[What needs to be done] Gather, from the listing beneath this task, every line holding the string "green".

[Supplied material]
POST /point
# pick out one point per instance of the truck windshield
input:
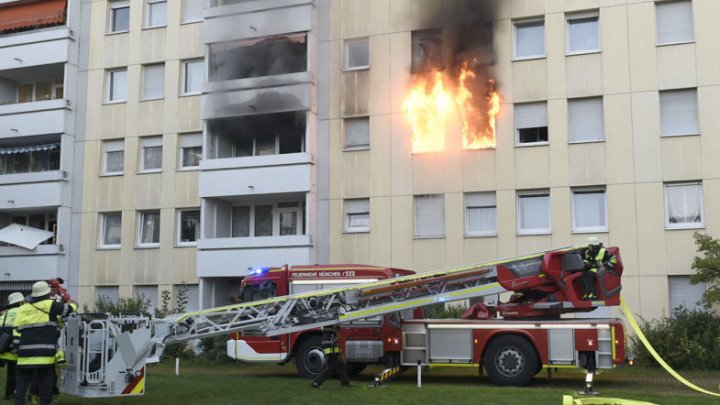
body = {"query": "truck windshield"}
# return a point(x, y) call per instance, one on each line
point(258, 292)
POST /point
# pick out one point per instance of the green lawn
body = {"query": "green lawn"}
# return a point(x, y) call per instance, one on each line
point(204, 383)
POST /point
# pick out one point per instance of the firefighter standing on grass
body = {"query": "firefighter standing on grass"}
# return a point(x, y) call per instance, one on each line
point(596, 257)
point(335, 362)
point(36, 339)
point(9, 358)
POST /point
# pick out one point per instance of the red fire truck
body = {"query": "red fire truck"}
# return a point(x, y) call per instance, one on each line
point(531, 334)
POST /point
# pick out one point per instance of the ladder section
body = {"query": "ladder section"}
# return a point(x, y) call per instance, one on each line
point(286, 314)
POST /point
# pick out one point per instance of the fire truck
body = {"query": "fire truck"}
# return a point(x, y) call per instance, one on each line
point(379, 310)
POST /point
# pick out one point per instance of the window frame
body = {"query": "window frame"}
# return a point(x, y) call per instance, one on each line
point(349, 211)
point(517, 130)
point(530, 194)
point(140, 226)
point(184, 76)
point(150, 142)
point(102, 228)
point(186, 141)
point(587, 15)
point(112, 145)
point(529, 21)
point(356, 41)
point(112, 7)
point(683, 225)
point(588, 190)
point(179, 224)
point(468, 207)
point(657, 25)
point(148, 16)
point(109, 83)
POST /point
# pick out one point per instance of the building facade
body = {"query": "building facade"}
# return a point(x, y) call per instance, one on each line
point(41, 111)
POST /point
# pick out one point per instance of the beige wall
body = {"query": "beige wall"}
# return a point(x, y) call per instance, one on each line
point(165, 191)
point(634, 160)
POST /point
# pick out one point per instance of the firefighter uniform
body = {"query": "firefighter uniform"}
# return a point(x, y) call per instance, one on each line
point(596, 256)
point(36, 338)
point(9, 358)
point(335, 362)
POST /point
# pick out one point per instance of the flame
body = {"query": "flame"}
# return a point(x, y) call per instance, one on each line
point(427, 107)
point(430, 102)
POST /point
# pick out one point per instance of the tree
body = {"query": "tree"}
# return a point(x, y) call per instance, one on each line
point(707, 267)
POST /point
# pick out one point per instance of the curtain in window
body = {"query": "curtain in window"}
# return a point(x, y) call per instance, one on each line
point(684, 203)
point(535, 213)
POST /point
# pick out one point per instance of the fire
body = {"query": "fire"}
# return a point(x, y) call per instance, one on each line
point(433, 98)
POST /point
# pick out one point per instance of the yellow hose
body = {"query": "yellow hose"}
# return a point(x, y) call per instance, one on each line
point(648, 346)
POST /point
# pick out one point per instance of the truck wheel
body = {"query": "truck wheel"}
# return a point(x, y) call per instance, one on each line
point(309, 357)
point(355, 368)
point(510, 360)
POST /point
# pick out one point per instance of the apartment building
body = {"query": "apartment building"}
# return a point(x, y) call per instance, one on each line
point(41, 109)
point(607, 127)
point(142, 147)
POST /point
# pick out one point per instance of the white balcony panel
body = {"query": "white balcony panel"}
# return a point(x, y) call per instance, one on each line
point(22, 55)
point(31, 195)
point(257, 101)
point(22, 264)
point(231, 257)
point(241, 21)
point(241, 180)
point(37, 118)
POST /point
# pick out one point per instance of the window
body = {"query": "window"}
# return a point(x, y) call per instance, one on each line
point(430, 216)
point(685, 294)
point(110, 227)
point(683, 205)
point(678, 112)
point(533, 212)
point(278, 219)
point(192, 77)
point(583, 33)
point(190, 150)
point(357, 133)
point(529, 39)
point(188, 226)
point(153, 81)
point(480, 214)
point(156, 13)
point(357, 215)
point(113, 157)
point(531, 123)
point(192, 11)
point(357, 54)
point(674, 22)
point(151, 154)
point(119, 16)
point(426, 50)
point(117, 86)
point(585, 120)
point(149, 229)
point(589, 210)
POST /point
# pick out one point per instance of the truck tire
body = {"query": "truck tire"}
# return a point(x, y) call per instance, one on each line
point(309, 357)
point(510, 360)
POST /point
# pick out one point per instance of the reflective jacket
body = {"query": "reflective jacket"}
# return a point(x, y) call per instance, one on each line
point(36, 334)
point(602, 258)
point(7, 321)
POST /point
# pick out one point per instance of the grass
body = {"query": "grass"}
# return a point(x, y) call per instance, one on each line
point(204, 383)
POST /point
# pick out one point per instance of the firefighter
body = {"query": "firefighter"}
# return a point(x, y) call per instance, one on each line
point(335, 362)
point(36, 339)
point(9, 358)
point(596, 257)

[Exercise response]
# pick out one point per instance of the green lawn
body = {"query": "green lawn"}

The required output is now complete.